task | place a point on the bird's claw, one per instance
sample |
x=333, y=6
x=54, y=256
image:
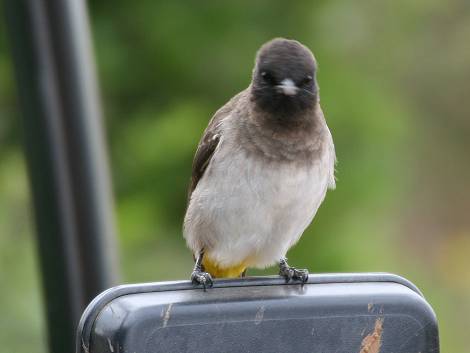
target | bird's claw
x=202, y=278
x=292, y=273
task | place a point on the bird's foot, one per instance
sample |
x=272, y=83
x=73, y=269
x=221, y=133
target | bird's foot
x=291, y=273
x=198, y=277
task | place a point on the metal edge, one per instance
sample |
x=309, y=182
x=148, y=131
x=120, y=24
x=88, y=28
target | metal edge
x=90, y=314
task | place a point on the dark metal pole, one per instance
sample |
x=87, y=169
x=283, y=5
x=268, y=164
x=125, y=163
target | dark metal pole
x=66, y=157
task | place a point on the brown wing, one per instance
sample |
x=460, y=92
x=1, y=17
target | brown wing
x=209, y=142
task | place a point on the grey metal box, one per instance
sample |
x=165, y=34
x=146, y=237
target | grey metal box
x=331, y=313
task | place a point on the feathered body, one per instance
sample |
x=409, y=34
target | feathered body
x=258, y=179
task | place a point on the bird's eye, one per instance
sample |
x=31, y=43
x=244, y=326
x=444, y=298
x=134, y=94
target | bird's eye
x=268, y=77
x=307, y=80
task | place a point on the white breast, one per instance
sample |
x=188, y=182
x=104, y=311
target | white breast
x=245, y=209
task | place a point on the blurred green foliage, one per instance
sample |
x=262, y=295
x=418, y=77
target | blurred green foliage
x=394, y=80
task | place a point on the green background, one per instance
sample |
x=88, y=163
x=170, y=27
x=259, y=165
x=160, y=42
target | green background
x=395, y=85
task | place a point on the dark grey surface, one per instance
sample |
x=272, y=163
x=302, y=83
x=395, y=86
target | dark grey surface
x=331, y=313
x=66, y=157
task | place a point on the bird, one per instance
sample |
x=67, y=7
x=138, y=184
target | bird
x=261, y=169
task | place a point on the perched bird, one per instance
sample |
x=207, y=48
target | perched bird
x=261, y=169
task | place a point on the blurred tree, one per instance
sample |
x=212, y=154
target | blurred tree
x=394, y=79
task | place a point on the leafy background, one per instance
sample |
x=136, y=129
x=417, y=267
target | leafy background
x=395, y=80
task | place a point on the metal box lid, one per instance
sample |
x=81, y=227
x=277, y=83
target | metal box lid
x=331, y=313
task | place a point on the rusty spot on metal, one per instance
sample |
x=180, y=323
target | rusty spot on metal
x=372, y=342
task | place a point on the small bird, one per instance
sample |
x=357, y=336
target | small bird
x=261, y=169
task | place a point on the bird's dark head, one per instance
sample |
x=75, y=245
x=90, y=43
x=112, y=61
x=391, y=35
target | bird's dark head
x=284, y=81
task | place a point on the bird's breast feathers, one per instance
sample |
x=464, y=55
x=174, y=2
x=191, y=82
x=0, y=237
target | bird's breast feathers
x=251, y=211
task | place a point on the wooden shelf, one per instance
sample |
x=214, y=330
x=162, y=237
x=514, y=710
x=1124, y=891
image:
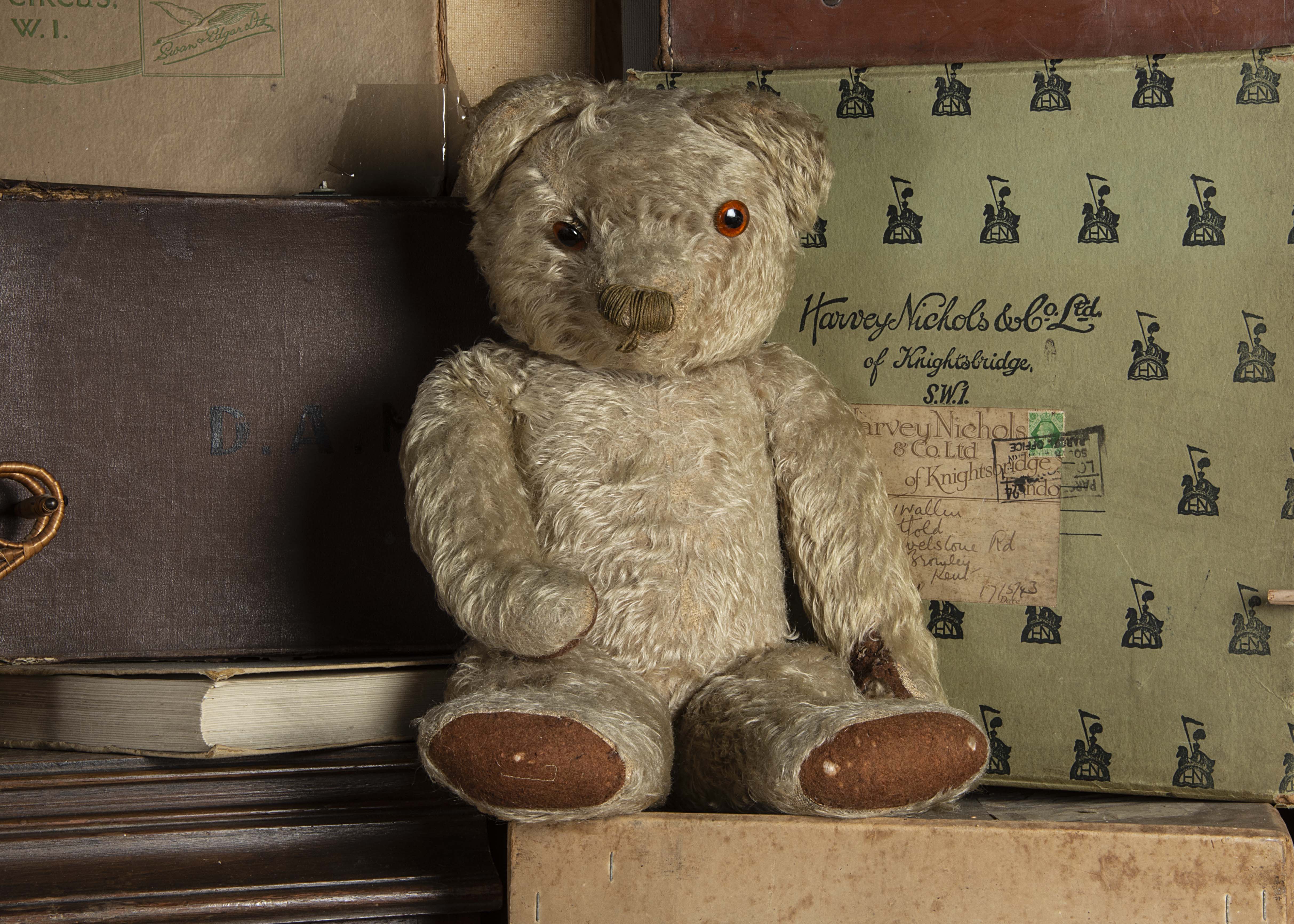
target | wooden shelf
x=358, y=834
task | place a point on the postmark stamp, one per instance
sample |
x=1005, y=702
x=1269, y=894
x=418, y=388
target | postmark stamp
x=1045, y=430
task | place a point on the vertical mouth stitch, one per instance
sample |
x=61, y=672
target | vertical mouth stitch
x=640, y=311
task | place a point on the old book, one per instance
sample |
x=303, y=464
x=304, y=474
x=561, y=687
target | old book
x=223, y=407
x=993, y=858
x=214, y=710
x=708, y=35
x=1058, y=294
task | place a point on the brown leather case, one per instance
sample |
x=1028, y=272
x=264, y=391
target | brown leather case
x=219, y=385
x=710, y=35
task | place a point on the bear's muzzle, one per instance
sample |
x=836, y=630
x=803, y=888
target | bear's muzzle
x=640, y=311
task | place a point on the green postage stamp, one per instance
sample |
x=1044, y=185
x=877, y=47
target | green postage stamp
x=1045, y=433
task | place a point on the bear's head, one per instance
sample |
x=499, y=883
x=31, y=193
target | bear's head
x=641, y=230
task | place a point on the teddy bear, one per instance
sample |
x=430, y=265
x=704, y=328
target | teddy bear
x=609, y=501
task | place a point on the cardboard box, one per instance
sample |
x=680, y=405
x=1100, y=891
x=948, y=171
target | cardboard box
x=266, y=99
x=1111, y=240
x=253, y=99
x=221, y=385
x=993, y=858
x=500, y=41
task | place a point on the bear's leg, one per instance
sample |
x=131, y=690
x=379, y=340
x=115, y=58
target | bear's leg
x=790, y=730
x=571, y=737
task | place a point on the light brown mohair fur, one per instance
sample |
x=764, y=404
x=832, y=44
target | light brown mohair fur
x=609, y=521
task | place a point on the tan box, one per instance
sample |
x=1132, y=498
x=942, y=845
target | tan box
x=1007, y=857
x=1108, y=239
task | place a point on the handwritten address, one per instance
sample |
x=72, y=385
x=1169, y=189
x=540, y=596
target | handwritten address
x=966, y=530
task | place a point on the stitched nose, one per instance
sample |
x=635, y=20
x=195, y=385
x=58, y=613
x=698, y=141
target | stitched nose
x=638, y=311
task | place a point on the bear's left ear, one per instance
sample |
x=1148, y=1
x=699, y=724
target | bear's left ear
x=787, y=139
x=510, y=117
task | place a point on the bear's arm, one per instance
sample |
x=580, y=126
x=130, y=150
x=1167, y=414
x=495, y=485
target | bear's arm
x=836, y=521
x=470, y=514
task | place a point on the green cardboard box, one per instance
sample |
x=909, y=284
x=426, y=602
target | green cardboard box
x=1111, y=240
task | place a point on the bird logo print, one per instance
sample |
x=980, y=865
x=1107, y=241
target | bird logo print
x=206, y=33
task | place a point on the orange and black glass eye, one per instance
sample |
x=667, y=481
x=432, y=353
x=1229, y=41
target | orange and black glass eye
x=732, y=218
x=569, y=236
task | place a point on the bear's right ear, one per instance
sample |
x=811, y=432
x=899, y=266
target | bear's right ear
x=510, y=117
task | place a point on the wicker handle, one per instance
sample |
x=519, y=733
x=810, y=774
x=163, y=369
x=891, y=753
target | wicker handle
x=46, y=508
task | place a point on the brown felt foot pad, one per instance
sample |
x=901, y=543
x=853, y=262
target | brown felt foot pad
x=513, y=760
x=895, y=761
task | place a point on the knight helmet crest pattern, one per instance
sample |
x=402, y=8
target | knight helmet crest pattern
x=1091, y=761
x=1258, y=83
x=1195, y=768
x=1204, y=223
x=1100, y=223
x=1051, y=91
x=902, y=226
x=856, y=98
x=1150, y=360
x=1251, y=636
x=945, y=620
x=1042, y=626
x=1199, y=495
x=1001, y=224
x=1000, y=752
x=1153, y=87
x=952, y=96
x=1257, y=363
x=818, y=236
x=1144, y=629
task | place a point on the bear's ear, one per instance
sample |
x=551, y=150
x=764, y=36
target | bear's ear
x=510, y=117
x=787, y=140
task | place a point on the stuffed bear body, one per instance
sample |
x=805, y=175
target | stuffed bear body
x=605, y=501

════

* TASK DESCRIPTION *
Could you write out all the records exactly, without the pictures?

* COMPLETED EXERCISE *
task | place a point on the bird's claw, one per instance
sample |
x=333, y=6
x=54, y=256
image:
target | bird's claw
x=202, y=278
x=292, y=273
task | place a point on the bird's foot, one per instance
sample |
x=272, y=83
x=73, y=269
x=221, y=133
target | bird's foot
x=291, y=273
x=198, y=277
task | place a point on the metal edge, one per instance
sample |
x=309, y=182
x=148, y=131
x=120, y=24
x=88, y=28
target | metal edge
x=90, y=314
task | place a point on the dark metal pole, one per instance
sample |
x=87, y=169
x=283, y=5
x=268, y=164
x=125, y=163
target | dark metal pole
x=66, y=157
task | place a point on the brown wing, one per instance
sample |
x=460, y=92
x=1, y=17
target | brown wing
x=209, y=142
task | place a point on the grey metal box, one per instance
sample |
x=165, y=34
x=146, y=237
target | grey metal box
x=331, y=313
task | place a point on the feathered body, one per instance
sample |
x=409, y=34
target | feathered body
x=258, y=179
task | place a point on the bird's eye, one per instance
sample |
x=31, y=43
x=244, y=326
x=444, y=298
x=134, y=94
target | bird's eye
x=268, y=77
x=307, y=80
task | place a point on the white breast, one per instance
sample |
x=188, y=182
x=104, y=311
target | white breast
x=245, y=209
task | place a point on the blurred green foliage, one per instance
sample |
x=262, y=295
x=418, y=77
target | blurred green foliage
x=394, y=80
task | place a point on the green background, one per instance
sample |
x=88, y=163
x=170, y=27
x=259, y=165
x=160, y=42
target | green background
x=395, y=85
task | place a point on the dark grey surface, one per instance
sample |
x=272, y=163
x=302, y=83
x=395, y=86
target | dark grey surface
x=331, y=313
x=66, y=157
task | place a point on the bird, one per instance
sample |
x=67, y=7
x=138, y=184
target | bird
x=261, y=169
task | place a point on the perched bird, one per instance
sample |
x=207, y=48
target | perched bird
x=261, y=169
task | place a point on the blurred tree, one per instance
sample |
x=212, y=154
target | blurred tree
x=394, y=79
task | place a point on the leafy background, one per instance
sample |
x=136, y=129
x=417, y=267
target | leafy background
x=395, y=80
task | place a point on the metal box lid, one per instance
sample |
x=81, y=227
x=277, y=83
target | metal box lid
x=331, y=313
task | place a point on the rusty spot on metal, one per instance
sample |
x=180, y=323
target | rusty spot on metal
x=372, y=342
task | place a point on the small bird, one per instance
sample |
x=357, y=336
target | small bird
x=261, y=169
task | place a point on the bird's dark head, one per instance
sample |
x=75, y=245
x=90, y=43
x=112, y=61
x=391, y=35
target | bird's dark head
x=284, y=81
task | place a point on the bird's breast feathers, one per instance
sample |
x=464, y=55
x=174, y=2
x=191, y=82
x=0, y=237
target | bird's breast feathers
x=251, y=211
task | place a point on the wooden shelf, one per instance
sample |
x=214, y=330
x=162, y=237
x=514, y=710
x=1124, y=891
image:
target | wooden shelf
x=358, y=834
task | place a point on the postmark stamp, one per instance
sample |
x=1005, y=702
x=1269, y=894
x=418, y=388
target | postmark stamp
x=1045, y=430
task | place a point on the vertical mouth stitch, one per instance
sample |
x=61, y=672
target | vertical mouth stitch
x=640, y=311
task | place a point on the old book, one per instance
sample |
x=303, y=464
x=304, y=474
x=561, y=687
target | old book
x=223, y=407
x=993, y=858
x=214, y=710
x=708, y=35
x=1058, y=294
task | place a point on the brown leather case, one per instance
sample |
x=1028, y=272
x=264, y=391
target | brown leather case
x=219, y=385
x=710, y=35
task | place a point on the bear's muzzle, one per instance
sample |
x=836, y=630
x=803, y=888
target | bear's muzzle
x=640, y=311
task | place a point on the green postage stamp, one per instance
sample |
x=1044, y=185
x=877, y=47
target | green postage stamp
x=1045, y=433
task | place a point on the bear's head, one per instance
sample |
x=499, y=883
x=31, y=193
target | bear's head
x=641, y=230
task | place a point on the teddy bear, one per instance
sample |
x=430, y=265
x=704, y=328
target | teddy bear
x=609, y=501
task | place a point on the cardboard box, one per instance
sample |
x=680, y=405
x=1100, y=891
x=948, y=171
target | cardboard box
x=266, y=99
x=1111, y=240
x=253, y=99
x=221, y=385
x=993, y=858
x=500, y=41
task | place a point on the bear's leg, one per instance
sample |
x=131, y=690
x=379, y=340
x=115, y=58
target | bear's leg
x=790, y=730
x=571, y=737
task | place a point on the light brown mohair fur, one per instance
sample |
x=764, y=404
x=832, y=44
target | light brown mohair fur
x=609, y=521
task | place a point on the tan box, one per instance
sample |
x=1132, y=498
x=942, y=845
target | tan box
x=1007, y=857
x=1108, y=239
task | place a point on the handwritten address, one per instance
sample |
x=72, y=385
x=1169, y=189
x=540, y=596
target | handwritten address
x=966, y=530
task | place a point on the stitched nose, one per instance
sample |
x=635, y=20
x=195, y=385
x=58, y=613
x=698, y=141
target | stitched nose
x=638, y=311
task | place a point on the bear's left ear, one per instance
sample |
x=1148, y=1
x=699, y=724
target | bear's left ear
x=787, y=139
x=510, y=117
task | place a point on the bear's arm, one per instance
sample |
x=580, y=126
x=130, y=150
x=1167, y=414
x=495, y=485
target | bear's arm
x=836, y=521
x=470, y=514
task | place a point on the green cardboard box, one per instance
sample |
x=909, y=284
x=426, y=602
target | green cardboard box
x=1111, y=240
task | place a point on the bird logo print, one per instance
sample |
x=980, y=865
x=1107, y=241
target | bird logo print
x=206, y=33
task | place a point on the orange and black glass eye, one per instance
sample |
x=667, y=481
x=432, y=353
x=1229, y=41
target | orange and black glass eye
x=732, y=218
x=569, y=236
task | place a point on the bear's right ear, one per instance
sample |
x=811, y=432
x=899, y=266
target | bear's right ear
x=510, y=117
task | place a point on the wicker handle, one per instance
sample |
x=519, y=733
x=810, y=774
x=163, y=369
x=891, y=753
target | wicker handle
x=46, y=508
task | place a point on the brown felt foot pad, one per instance
sample |
x=901, y=543
x=853, y=262
target | brown felt foot pad
x=513, y=760
x=895, y=761
task | place a point on the knight helmet crest pattern, one per instance
sample |
x=402, y=8
target | knight helmet crest pattern
x=1091, y=761
x=1258, y=83
x=1195, y=768
x=1204, y=223
x=1100, y=223
x=1051, y=91
x=902, y=226
x=856, y=98
x=1150, y=360
x=1251, y=636
x=945, y=620
x=1042, y=626
x=1199, y=495
x=1001, y=224
x=1000, y=752
x=1153, y=87
x=952, y=96
x=1257, y=363
x=818, y=236
x=1144, y=629
task | place a point on the bear's ear, one per instance
sample |
x=551, y=150
x=764, y=36
target | bear's ear
x=510, y=117
x=787, y=140
task | place a point on the stuffed bear body, one per instance
sample |
x=805, y=175
target | stuffed bear body
x=605, y=501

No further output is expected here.